| Your objective |
Extract every line below, verbatim.

** start of Entries **

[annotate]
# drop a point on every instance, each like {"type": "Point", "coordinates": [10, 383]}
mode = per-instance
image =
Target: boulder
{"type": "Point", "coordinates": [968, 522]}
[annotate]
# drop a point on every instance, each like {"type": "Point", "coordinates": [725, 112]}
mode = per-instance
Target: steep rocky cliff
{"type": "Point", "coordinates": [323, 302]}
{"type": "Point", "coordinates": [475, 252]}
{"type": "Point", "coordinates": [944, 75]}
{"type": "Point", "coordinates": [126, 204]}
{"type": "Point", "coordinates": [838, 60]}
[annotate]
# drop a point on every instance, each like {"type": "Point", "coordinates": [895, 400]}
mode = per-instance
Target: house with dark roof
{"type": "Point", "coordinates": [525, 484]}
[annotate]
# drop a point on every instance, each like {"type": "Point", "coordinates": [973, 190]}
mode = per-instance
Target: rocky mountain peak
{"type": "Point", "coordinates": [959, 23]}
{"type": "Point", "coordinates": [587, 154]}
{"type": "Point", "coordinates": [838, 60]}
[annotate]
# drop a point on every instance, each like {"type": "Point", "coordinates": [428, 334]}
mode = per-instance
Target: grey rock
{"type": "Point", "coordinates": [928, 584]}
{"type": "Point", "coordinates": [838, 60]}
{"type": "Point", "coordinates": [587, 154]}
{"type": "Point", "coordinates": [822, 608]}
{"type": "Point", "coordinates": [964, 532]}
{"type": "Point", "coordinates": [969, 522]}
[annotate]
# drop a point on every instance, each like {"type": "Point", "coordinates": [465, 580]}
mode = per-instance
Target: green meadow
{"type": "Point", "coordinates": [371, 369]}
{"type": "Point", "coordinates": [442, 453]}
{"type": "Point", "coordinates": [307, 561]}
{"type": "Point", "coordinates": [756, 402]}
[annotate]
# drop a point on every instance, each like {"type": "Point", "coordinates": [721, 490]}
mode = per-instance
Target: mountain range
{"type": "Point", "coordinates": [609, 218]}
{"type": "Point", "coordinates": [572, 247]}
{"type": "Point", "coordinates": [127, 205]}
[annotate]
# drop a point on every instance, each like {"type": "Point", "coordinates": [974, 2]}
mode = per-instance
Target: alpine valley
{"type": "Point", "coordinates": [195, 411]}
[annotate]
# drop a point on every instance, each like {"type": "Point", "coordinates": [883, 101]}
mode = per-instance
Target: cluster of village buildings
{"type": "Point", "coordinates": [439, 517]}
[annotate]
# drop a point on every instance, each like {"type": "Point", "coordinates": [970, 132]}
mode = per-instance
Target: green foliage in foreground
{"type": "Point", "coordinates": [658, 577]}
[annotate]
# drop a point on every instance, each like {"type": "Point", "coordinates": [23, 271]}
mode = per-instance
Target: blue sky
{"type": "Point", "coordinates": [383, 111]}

** end of Entries **

| Answer to the exercise |
[annotate]
# drop a point on every instance, each like {"type": "Point", "coordinates": [10, 383]}
mode = per-instance
image =
Target: boulder
{"type": "Point", "coordinates": [968, 522]}
[annotate]
# drop a point on every instance, each like {"type": "Point", "coordinates": [725, 112]}
mode = per-instance
Target: steep rocky cliff
{"type": "Point", "coordinates": [323, 302]}
{"type": "Point", "coordinates": [475, 252]}
{"type": "Point", "coordinates": [944, 75]}
{"type": "Point", "coordinates": [126, 204]}
{"type": "Point", "coordinates": [838, 60]}
[annotate]
# drop a point on every instance, each like {"type": "Point", "coordinates": [895, 400]}
mode = per-instance
Target: house with dark roof
{"type": "Point", "coordinates": [525, 484]}
[annotate]
# drop a point on every instance, each like {"type": "Point", "coordinates": [973, 190]}
mode = per-instance
Target: rocky mountain peak
{"type": "Point", "coordinates": [959, 23]}
{"type": "Point", "coordinates": [587, 154]}
{"type": "Point", "coordinates": [838, 60]}
[annotate]
# drop a point on every instance, each like {"type": "Point", "coordinates": [428, 334]}
mode = per-instance
Target: grey rock
{"type": "Point", "coordinates": [928, 584]}
{"type": "Point", "coordinates": [838, 60]}
{"type": "Point", "coordinates": [587, 154]}
{"type": "Point", "coordinates": [822, 608]}
{"type": "Point", "coordinates": [964, 532]}
{"type": "Point", "coordinates": [969, 522]}
[annotate]
# drop a point on every instance, each like {"type": "Point", "coordinates": [465, 580]}
mode = per-instance
Target: green meadow
{"type": "Point", "coordinates": [371, 369]}
{"type": "Point", "coordinates": [442, 453]}
{"type": "Point", "coordinates": [307, 561]}
{"type": "Point", "coordinates": [756, 402]}
[annotate]
# drop a point on every instance, each like {"type": "Point", "coordinates": [721, 490]}
mode = per-instance
Target: mountain range
{"type": "Point", "coordinates": [609, 218]}
{"type": "Point", "coordinates": [572, 247]}
{"type": "Point", "coordinates": [127, 205]}
[annotate]
# drop a point on every instance, each like {"type": "Point", "coordinates": [974, 2]}
mode = per-instance
Target: alpine valley
{"type": "Point", "coordinates": [195, 411]}
[annotate]
# drop a point on every instance, each like {"type": "Point", "coordinates": [883, 101]}
mode = per-instance
Target: cluster of village buildings
{"type": "Point", "coordinates": [439, 517]}
[annotate]
# drop a point on every instance, each like {"type": "Point", "coordinates": [970, 132]}
mode = per-instance
Target: green foliage in foreground
{"type": "Point", "coordinates": [658, 577]}
[annotate]
# drop a point on every instance, each like {"type": "Point", "coordinates": [23, 271]}
mode = per-instance
Target: blue sky
{"type": "Point", "coordinates": [383, 111]}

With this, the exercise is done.